*** SOURCE PASSAGE ***

What is a boil water advisory, what to do during an advisory, and your other water FAQs answered.
A boil advisory, also known as a boil water notice, is a public health announcement issued by water authorities or government agencies to inform residents that the water supply may be contaminated and should be boiled before consumption. It is typically issued in response to the detection of potential pathogens, such as bacteria, viruses, or parasites, in the water system.
What is a Boil Water Advisory?
Boil advisories are precautionary measures taken to protect public health. They are usually issued when there is evidence of compromised water quality, such as a break in the water main, loss of pressure in the distribution system, or the presence of microbial contaminants in water samples. The advisory remains in effect until further tests confirm that the water is safe for consumption, at which point the authorities will lift the advisory. During a boil advisory, residents are advised to bring the water to a rolling boil for at least one minute before using it for drinking, cooking, making ice, brushing teeth, or any activity that involves ingesting the water. Boiling the water kills most types of harmful organisms, making it safe for consumption.

*** End of SOURCE PASSAGE ***
*** DATA FOR ANALYSIS ***

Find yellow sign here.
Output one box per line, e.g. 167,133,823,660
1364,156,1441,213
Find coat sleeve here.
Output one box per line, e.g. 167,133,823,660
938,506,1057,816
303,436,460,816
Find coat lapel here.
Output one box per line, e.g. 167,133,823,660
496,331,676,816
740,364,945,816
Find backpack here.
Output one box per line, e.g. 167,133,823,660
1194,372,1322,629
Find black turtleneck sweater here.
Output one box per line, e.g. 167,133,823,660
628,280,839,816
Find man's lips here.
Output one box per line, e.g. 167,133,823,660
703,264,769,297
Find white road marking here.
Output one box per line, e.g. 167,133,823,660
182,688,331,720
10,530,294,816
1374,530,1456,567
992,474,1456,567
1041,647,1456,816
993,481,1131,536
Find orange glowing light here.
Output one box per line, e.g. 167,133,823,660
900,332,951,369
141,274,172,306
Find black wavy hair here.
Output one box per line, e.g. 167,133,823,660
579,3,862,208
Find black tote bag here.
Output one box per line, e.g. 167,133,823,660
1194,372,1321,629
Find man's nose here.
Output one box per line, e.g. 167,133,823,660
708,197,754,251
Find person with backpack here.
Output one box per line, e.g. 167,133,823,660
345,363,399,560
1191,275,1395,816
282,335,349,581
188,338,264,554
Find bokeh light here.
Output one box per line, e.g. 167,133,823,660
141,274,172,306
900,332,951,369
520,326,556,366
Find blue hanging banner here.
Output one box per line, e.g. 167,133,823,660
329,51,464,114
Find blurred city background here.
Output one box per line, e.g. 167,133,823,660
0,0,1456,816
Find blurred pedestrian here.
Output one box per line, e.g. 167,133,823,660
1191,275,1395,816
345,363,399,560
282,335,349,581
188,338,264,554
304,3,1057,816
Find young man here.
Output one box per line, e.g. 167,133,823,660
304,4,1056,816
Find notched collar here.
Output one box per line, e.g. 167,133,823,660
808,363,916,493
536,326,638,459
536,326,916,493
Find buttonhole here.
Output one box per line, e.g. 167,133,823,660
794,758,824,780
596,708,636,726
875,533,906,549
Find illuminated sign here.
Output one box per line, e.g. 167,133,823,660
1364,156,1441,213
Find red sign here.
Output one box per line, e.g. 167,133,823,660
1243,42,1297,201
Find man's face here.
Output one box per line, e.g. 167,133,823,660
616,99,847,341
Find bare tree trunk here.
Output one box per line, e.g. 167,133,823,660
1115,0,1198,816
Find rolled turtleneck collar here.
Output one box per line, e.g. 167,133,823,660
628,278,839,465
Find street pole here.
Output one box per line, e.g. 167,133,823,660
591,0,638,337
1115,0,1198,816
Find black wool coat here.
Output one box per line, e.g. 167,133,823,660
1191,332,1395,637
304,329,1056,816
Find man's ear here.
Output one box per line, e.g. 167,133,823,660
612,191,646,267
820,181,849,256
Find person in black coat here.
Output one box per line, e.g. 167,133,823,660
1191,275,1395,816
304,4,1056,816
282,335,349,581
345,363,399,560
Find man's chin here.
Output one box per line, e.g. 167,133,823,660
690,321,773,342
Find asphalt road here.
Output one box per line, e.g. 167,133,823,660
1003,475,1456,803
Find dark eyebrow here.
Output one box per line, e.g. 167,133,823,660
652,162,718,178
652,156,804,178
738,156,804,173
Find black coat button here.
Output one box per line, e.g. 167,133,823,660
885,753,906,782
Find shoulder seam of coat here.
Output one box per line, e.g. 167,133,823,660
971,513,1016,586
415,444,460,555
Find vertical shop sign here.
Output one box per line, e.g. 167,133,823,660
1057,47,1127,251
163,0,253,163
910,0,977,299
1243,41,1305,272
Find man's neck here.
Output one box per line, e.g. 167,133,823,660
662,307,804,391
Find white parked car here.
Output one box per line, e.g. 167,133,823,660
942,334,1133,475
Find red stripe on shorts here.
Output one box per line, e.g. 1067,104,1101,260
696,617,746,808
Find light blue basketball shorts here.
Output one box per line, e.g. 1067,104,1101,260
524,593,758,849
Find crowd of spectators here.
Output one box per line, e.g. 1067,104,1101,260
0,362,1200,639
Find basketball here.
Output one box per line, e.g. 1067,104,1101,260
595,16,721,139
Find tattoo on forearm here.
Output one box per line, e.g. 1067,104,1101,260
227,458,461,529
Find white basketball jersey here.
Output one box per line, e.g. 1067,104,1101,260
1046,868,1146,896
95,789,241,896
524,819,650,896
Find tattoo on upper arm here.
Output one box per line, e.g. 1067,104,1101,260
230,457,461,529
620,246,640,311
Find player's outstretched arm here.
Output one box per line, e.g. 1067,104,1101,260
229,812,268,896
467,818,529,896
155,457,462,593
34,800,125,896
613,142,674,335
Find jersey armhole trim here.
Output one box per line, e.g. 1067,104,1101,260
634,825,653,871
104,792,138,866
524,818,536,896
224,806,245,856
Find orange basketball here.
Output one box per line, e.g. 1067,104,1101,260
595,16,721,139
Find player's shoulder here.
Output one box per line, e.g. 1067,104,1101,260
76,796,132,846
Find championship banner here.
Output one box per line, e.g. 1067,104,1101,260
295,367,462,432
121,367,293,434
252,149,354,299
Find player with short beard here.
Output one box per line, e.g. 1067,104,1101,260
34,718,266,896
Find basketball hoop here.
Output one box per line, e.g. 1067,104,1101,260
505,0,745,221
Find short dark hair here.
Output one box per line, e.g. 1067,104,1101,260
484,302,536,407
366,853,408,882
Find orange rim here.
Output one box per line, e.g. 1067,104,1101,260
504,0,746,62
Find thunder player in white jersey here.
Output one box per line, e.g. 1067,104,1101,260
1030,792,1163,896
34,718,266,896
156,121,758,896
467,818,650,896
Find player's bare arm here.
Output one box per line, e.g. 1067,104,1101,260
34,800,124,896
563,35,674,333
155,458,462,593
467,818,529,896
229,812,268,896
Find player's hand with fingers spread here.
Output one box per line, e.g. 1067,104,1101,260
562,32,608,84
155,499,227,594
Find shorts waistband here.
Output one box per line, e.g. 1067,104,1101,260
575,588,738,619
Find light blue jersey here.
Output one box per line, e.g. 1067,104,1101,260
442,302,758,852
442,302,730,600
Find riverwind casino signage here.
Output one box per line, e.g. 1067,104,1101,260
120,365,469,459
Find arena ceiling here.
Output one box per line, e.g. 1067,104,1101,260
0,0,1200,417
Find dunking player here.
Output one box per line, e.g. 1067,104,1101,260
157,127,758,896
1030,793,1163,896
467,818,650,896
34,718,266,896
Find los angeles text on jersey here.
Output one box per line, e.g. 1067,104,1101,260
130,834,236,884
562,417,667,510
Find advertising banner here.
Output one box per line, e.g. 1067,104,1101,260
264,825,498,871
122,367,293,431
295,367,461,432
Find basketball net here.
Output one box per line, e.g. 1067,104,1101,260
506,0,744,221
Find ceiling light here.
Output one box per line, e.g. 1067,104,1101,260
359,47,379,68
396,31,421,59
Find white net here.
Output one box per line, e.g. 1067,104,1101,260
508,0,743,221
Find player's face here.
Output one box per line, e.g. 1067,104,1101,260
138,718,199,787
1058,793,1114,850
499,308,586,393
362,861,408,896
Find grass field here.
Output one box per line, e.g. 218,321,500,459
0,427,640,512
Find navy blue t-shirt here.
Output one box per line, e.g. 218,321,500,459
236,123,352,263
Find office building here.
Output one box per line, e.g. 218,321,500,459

*** End of DATA FOR ANALYSIS ***

> [TASK REQUIREMENTS]:
**a.** According to the passage on boil water advisories, why should residents bring the water to a rolling boil during an advisory? Answer in one to three sentences.
**b.** For each statement, say whether it agrees with the passage on boil water advisories. Answer yes or no and quote the words that decide it.
(i) A boil water notice is another name for a boil advisory.
(ii) During an advisory, residents need to boil water for only thirty seconds.
(iii) The advisory is lifted as soon as a broken water main is repaired.
**c.** Continue the passage on boil water advisories from the point where it stops.

> [ANSWERS PER TASK]:
**a.** Boiling the water kills most types of harmful organisms. That makes the water safe for drinking, cooking, making ice, brushing teeth and other uses that involve ingesting it.

**b.**
(i) Yes: "also known as a boil water notice"
(ii) No: "for at least one minute"
(iii) No: "The advisory remains in effect until further tests confirm that the water is safe for consumption"

**c.**
What to do during a Boil Water Advisory?
If your local health officials issue a boil water advisory, you should use bottled water or boil tap water. If you have don't have access to bottled water, you should be boiling your water. If your water is cloudy, it should be filtered first before boiling. Fill a pot with water, heat to a rolling boil, let boil for at least one minute, then turn off heat source and let cool. The water is now safe for use and consumption. Caution: Water contaminated with fuel or a toxic chemical will not be made safe by boiling or disinfection. Use another source of water if you know or suspect that your water might be contaminated with fuel or a toxic chemical.
Can I use tap water to wash my hands?
In many situations, you can use tap water and soap to wash your hands. Follow the guidance of your local public health officials or emergency managers. Be sure to scrub your hands with soap and water (warm or cold) for 20 seconds and rinse them well under running water. It is important to dry hands completely with a towel or by letting them air dry.
Can I use tap water to brush my teeth?
No. Use bottled water or boiled water that has cooled to brush your teeth.
Is it safe to take a shower or bath?
Yes, it is safe to take a bath or shower, but be careful not to swallow any water. Use caution when bathing babies and young children. Consider giving them a sponge bath to reduce the chance of them swallowing water.
What about doing laundry?
Yes, it is safe to do laundry as usual.
Should I give my pets boiled water?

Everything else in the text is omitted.